(Entries from a pointing dataset)
------------------------------------

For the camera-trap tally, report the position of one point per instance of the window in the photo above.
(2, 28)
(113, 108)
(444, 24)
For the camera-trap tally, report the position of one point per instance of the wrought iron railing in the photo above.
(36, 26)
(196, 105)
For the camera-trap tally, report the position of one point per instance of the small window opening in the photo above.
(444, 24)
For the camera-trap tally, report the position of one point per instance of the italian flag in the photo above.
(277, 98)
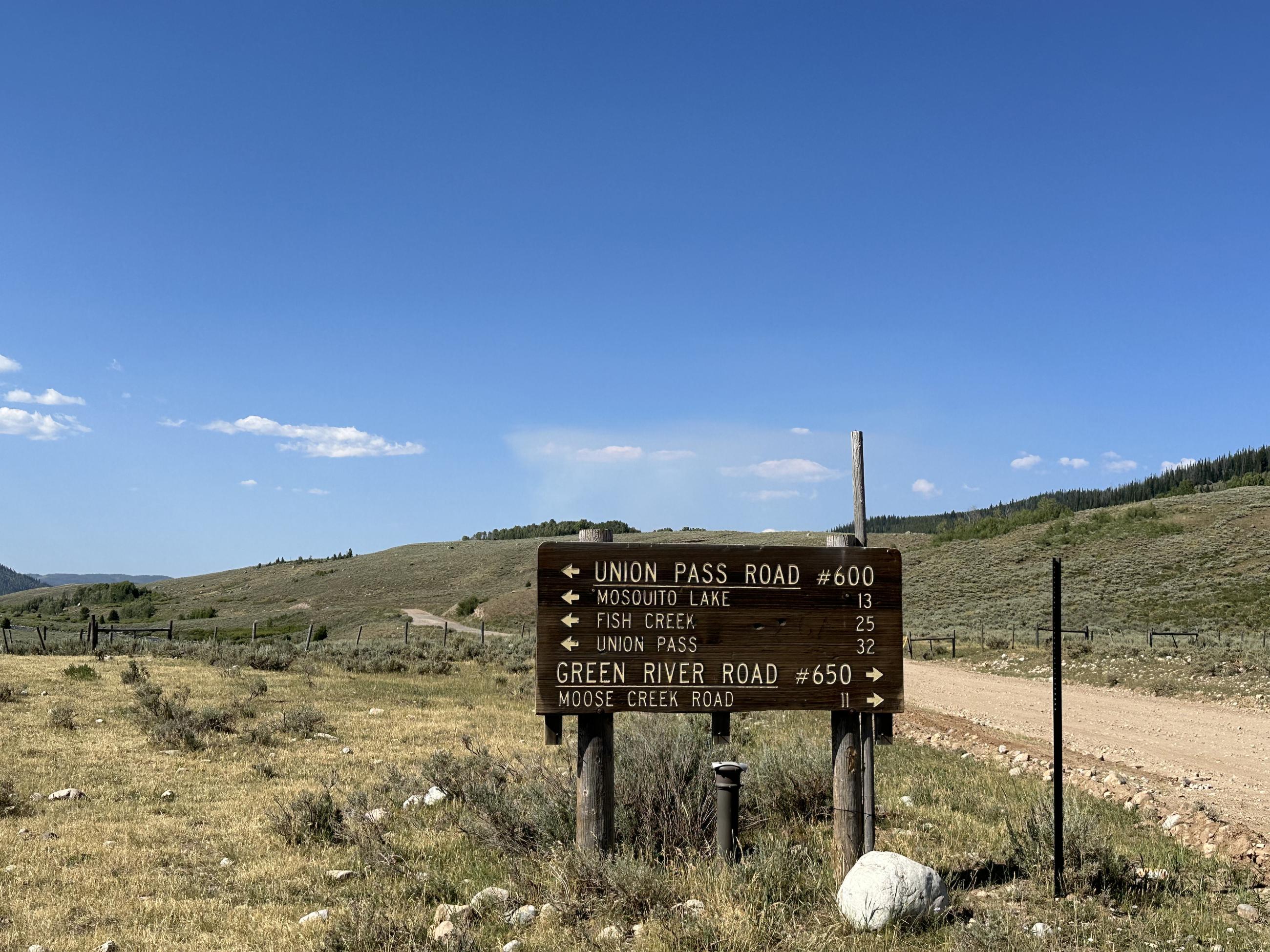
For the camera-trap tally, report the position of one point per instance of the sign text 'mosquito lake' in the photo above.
(700, 629)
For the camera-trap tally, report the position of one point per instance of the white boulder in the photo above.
(883, 887)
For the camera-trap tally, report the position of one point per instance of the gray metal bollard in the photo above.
(728, 820)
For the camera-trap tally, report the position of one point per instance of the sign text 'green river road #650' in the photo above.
(671, 629)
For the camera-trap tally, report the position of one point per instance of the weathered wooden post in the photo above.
(595, 762)
(867, 722)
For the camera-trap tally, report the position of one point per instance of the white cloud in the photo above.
(335, 442)
(1025, 462)
(610, 455)
(767, 496)
(50, 398)
(928, 489)
(785, 470)
(35, 426)
(1114, 462)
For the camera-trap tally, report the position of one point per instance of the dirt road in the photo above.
(1230, 748)
(420, 617)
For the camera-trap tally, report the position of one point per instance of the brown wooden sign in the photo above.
(708, 629)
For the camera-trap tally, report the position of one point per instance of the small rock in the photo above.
(524, 915)
(490, 899)
(884, 887)
(445, 932)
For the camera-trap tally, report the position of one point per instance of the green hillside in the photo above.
(13, 580)
(1190, 561)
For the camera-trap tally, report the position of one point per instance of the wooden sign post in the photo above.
(698, 629)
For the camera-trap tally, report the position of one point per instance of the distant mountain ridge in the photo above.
(13, 580)
(96, 579)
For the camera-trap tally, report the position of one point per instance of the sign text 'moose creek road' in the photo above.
(694, 627)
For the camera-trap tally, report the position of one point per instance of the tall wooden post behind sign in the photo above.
(596, 762)
(1057, 640)
(867, 720)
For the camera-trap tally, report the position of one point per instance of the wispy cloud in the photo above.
(36, 426)
(1114, 462)
(332, 442)
(1025, 461)
(610, 455)
(767, 496)
(50, 398)
(785, 470)
(926, 489)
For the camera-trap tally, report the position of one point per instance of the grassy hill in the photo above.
(13, 580)
(1192, 561)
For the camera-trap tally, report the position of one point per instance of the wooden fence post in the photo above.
(595, 762)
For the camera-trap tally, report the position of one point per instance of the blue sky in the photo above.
(647, 262)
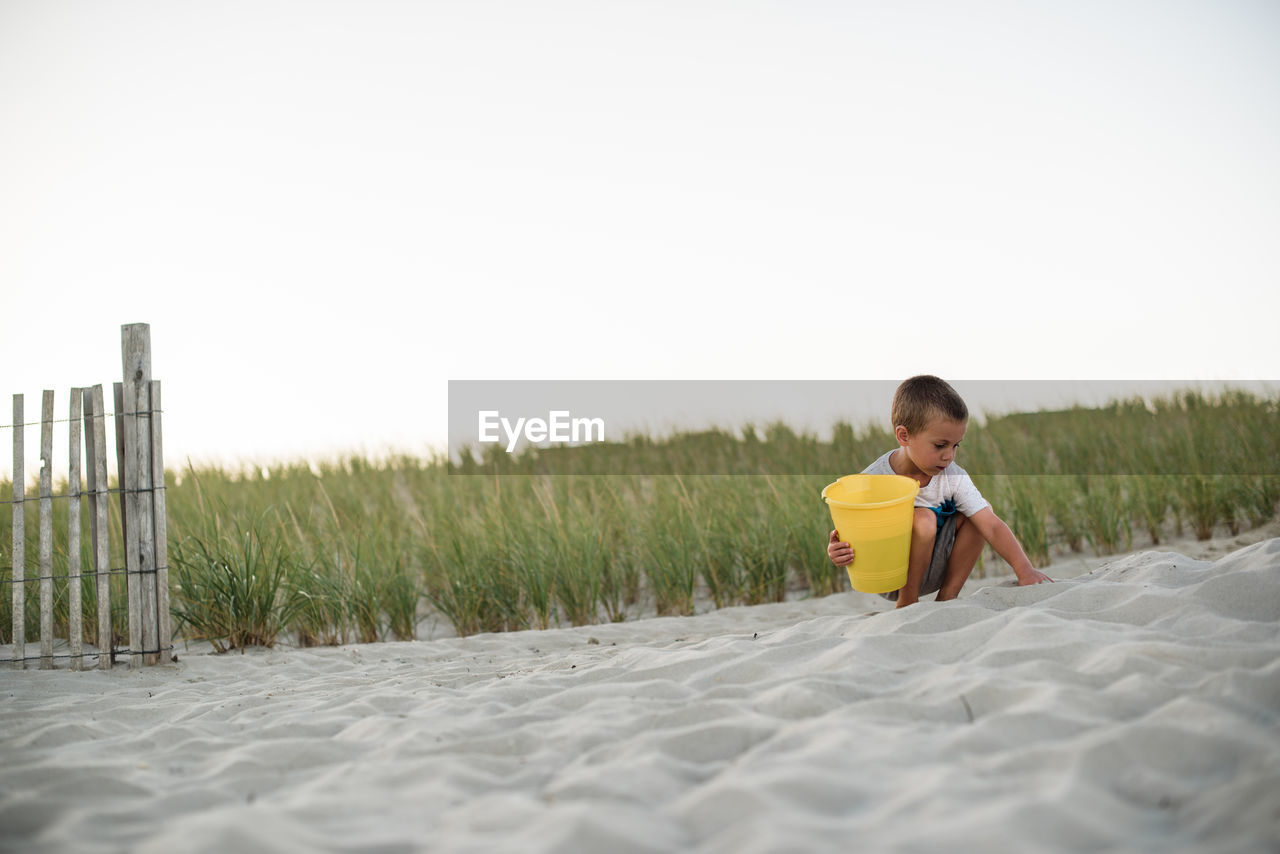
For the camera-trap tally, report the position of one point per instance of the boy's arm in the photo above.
(997, 534)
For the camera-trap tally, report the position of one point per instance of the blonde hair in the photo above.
(922, 398)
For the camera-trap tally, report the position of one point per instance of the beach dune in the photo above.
(1134, 707)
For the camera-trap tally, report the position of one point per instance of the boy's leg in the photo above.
(924, 528)
(964, 557)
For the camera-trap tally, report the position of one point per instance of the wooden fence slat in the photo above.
(136, 355)
(95, 443)
(74, 625)
(46, 531)
(19, 538)
(158, 497)
(127, 466)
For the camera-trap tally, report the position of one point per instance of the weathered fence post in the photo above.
(74, 626)
(136, 465)
(19, 539)
(95, 446)
(161, 526)
(140, 451)
(46, 530)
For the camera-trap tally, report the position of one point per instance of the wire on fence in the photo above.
(114, 570)
(85, 493)
(115, 652)
(105, 415)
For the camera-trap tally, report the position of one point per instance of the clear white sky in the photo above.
(327, 210)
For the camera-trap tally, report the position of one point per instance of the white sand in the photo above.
(1136, 707)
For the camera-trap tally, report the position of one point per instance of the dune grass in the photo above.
(357, 549)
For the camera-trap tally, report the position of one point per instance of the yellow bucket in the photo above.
(873, 514)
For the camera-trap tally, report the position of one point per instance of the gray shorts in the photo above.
(942, 546)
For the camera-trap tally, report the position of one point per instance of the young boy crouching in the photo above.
(952, 520)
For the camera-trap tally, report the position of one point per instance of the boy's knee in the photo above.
(924, 526)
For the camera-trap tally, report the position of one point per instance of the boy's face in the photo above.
(932, 448)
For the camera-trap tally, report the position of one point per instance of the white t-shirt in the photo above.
(951, 483)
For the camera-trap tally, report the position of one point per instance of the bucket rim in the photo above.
(836, 502)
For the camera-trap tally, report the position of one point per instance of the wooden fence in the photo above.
(140, 485)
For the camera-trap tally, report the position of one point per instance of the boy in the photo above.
(952, 520)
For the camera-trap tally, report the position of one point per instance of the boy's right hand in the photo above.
(840, 553)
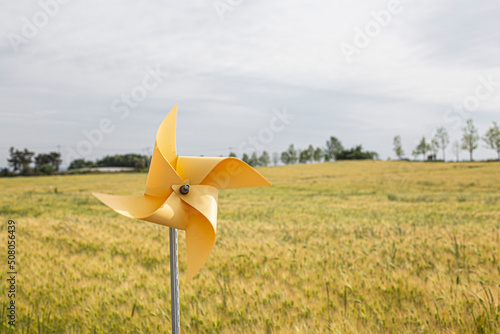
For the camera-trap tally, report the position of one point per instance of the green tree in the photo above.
(285, 158)
(254, 160)
(276, 158)
(492, 138)
(305, 156)
(292, 154)
(318, 154)
(441, 140)
(21, 160)
(398, 148)
(470, 138)
(356, 153)
(52, 159)
(422, 148)
(333, 148)
(80, 163)
(455, 147)
(264, 159)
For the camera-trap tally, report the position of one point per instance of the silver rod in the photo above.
(174, 283)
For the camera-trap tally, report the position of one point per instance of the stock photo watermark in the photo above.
(121, 107)
(460, 112)
(31, 27)
(364, 36)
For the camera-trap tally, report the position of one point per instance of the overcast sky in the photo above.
(245, 74)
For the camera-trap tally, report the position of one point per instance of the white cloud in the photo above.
(263, 55)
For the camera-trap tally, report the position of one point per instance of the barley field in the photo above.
(343, 247)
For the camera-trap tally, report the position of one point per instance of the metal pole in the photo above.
(174, 283)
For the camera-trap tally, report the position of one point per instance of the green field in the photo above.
(344, 247)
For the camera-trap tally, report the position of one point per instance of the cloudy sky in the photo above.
(93, 78)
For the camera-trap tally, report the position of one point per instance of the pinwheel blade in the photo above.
(221, 173)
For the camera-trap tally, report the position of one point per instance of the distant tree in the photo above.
(21, 160)
(310, 153)
(46, 169)
(80, 163)
(318, 154)
(5, 172)
(52, 159)
(356, 153)
(123, 160)
(415, 154)
(276, 158)
(292, 154)
(246, 158)
(422, 148)
(434, 148)
(398, 149)
(441, 140)
(254, 160)
(492, 138)
(333, 148)
(285, 158)
(470, 138)
(305, 156)
(264, 159)
(455, 147)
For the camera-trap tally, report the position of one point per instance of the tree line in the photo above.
(130, 160)
(469, 142)
(334, 150)
(26, 163)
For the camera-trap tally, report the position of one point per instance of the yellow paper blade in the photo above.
(173, 213)
(203, 199)
(202, 224)
(161, 175)
(165, 137)
(221, 173)
(132, 206)
(200, 239)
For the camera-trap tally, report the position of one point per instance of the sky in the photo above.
(96, 78)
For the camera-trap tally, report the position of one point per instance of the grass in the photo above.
(349, 247)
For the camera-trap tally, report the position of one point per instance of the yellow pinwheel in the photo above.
(181, 192)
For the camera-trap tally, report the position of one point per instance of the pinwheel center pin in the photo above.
(184, 189)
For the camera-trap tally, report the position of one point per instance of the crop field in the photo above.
(343, 247)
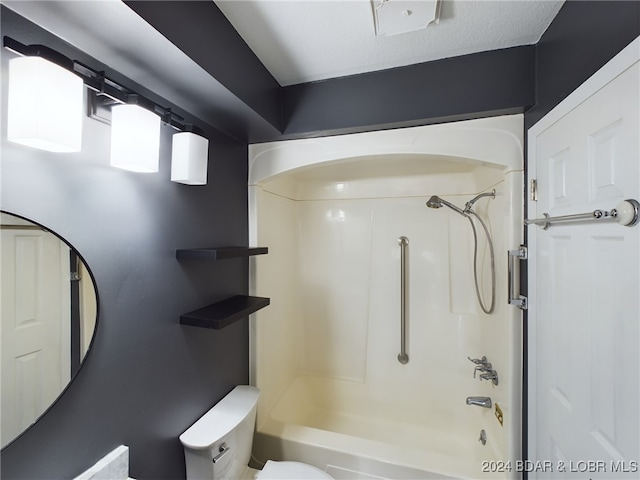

------------------------------------

» **DIRECTIVE**
Please identify each line in the rows above that contains the word "gray", and copy those lines out in full.

» **OUTPUT OF THE TASK**
For the camera-trap tally, report the position of one point per instance of the gray metal bollard in the photo above.
For the camera-trap tally, report the position of one point per instance of the gray shorts in the photo above.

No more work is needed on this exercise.